(Beginning of Data records)
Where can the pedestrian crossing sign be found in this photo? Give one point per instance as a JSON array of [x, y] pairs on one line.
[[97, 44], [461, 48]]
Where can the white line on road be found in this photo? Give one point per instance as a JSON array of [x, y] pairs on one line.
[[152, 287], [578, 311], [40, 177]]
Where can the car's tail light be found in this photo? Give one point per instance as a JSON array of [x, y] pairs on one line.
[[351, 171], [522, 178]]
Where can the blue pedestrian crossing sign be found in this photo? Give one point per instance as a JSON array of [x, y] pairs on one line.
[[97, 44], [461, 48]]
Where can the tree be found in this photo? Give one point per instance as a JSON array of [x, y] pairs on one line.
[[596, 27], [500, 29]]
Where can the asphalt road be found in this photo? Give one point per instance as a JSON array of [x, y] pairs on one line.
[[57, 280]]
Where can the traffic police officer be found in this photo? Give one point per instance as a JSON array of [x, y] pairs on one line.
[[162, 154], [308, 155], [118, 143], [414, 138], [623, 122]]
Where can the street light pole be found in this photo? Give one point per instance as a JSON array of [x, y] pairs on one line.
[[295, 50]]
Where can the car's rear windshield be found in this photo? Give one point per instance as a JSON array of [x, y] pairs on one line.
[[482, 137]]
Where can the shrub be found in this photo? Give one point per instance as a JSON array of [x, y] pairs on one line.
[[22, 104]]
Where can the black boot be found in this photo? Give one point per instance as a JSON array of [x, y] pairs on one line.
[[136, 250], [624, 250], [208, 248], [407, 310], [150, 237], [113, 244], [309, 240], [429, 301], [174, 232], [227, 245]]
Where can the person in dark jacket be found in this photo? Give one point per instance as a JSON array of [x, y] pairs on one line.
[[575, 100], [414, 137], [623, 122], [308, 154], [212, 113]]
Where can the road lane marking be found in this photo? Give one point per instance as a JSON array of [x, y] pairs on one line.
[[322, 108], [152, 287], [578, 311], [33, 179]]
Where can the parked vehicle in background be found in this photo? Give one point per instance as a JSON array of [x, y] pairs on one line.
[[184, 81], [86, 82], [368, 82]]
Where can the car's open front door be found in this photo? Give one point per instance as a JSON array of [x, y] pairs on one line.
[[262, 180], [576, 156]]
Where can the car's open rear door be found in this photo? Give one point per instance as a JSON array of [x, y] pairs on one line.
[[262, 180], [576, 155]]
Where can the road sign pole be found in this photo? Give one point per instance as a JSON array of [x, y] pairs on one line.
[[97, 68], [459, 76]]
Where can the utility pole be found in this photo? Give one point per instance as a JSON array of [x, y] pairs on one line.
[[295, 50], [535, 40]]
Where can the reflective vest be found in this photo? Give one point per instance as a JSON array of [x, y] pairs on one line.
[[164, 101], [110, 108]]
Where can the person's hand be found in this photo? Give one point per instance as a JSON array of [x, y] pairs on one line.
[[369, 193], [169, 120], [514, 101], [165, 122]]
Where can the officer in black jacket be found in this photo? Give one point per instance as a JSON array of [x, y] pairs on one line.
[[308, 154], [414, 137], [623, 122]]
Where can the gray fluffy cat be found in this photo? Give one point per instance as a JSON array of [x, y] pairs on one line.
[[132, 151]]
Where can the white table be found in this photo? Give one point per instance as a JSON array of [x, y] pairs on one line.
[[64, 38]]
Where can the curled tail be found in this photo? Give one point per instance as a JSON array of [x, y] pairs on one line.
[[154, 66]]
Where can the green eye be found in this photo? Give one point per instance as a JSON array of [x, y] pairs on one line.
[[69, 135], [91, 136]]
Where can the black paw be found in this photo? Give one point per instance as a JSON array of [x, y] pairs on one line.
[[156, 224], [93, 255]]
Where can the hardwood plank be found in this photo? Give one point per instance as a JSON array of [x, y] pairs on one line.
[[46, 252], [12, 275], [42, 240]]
(End of Data records)
| Exercise goal |
All of the data shown above must be copied exactly.

| Solved problem |
Where can the pedestrian crossing sign be found in this photo? Give one point per instance as a JSON array of [x, y] pairs on one line.
[[97, 44], [461, 48]]
Where can the white line on road be found in this photo? Give one point per instance as a JSON array of [x, y] pairs on one line.
[[152, 287], [578, 311], [40, 177]]
Where can the car's tail light be found in this photo? Give one point per instance as a JSON array of [x, y] pairs on one line.
[[351, 171], [522, 178]]
Where can the blue pedestrian crossing sign be found in this photo? Give one point per instance as a JSON array of [x, y] pairs on one line.
[[97, 44], [461, 48]]
Where can the tree be found in this photo? Give one point per instance as a JSON array of [x, y] pairs on one line.
[[596, 27], [500, 29]]
Where can the asphalt road be found in this photo? Give one point per instance as a JSON array of [x, y] pairs on one line.
[[57, 280]]
Where can the traffic police officer be found in this photo? Give one point per instance as a JSON array of [x, y] pairs on one line.
[[162, 154], [308, 155], [118, 143], [414, 138], [623, 122]]
Where can the street light pole be found in this photo? Give one point per instance as a JSON array of [x, y] pairs on one line.
[[295, 50]]
Where can the car's rear windshield be found in this photo? Give one point per instance as a JSON array of [x, y] pairs on one line.
[[482, 137]]
Where can the shrub be found in this photo? Give one point per instance as a JSON array of [x, y] pairs on one line.
[[22, 104]]
Where can the black boot be found in this photo? Give one point per instance as a JSON array of [x, y] pairs on one line.
[[136, 250], [624, 250], [208, 248], [407, 310], [150, 237], [113, 244], [309, 240], [429, 301], [174, 232], [227, 245]]
Where can the person in dark jacket be found in this photo? Give one point per instance as a JSON array of [x, y] pairs on one line.
[[575, 100], [414, 137], [623, 122], [308, 154], [212, 113]]
Where can the road lane marking be found in this photo? Give one point per instance as a JSON array of [x, y] pairs on one line.
[[322, 108], [152, 287], [578, 311], [33, 179]]
Where can the parked vehicle in background be found in this photo? Give one point per instance as a JSON array of [x, y] pairs on one line.
[[184, 81], [86, 82], [368, 82]]
Where can the car's open front door be found in this photo? Give one point per instance as a JSON array of [x, y] pairs on one line.
[[262, 180], [576, 156]]
Where can the car's open rear door be found in this photo? Give one point per instance as a JSON array of [x, y] pairs on one line.
[[262, 180], [576, 155]]
Where can the road sign pole be found in this photo? Give one point per instance as a JSON array of [x, y] pairs on one line.
[[97, 68], [459, 76]]
Where can the utility pole be found in this photo? Give one point per instance as a JSON array of [x, y] pairs on one line.
[[295, 50], [535, 40]]
Where can the reflective vest be found in this photo? Give one point per instance as a JSON array of [x, y] pairs on one line.
[[164, 101], [110, 108]]
Where can the person's hand be found in this photo? Give one point per instance as a JSON array of [x, y] pairs on one line.
[[369, 193], [169, 120], [514, 101], [165, 122]]
Where can the officer in black jacket be found in this photo? Give one point per instance as a JSON array of [x, y] pairs on one line.
[[308, 154], [414, 137], [623, 122]]
Where can the gray fluffy cat be found in this photo? Give one point per instance as a JSON array of [x, y] pairs on one line.
[[132, 151]]
Where can the white table be found in this photo? Give one point per instance as a JSON array of [x, y] pairs on one line.
[[64, 38]]
Where can the curled tail be found in this photo? Give one point per instance as a JSON array of [x, y] pairs on one line.
[[154, 66]]
Where can the green eye be found in this photo? Give one point per instance as a JSON array of [x, y] pairs on one line.
[[69, 135], [91, 136]]
Where can the black paw be found in this photo? Give one point per instance as a JSON array of [x, y] pairs on one line.
[[156, 224], [93, 255]]
Where can the hardwood plank be found in this photo? Give one point per instance as a JSON array of [x, y] pairs on one line.
[[46, 252], [12, 275], [42, 240]]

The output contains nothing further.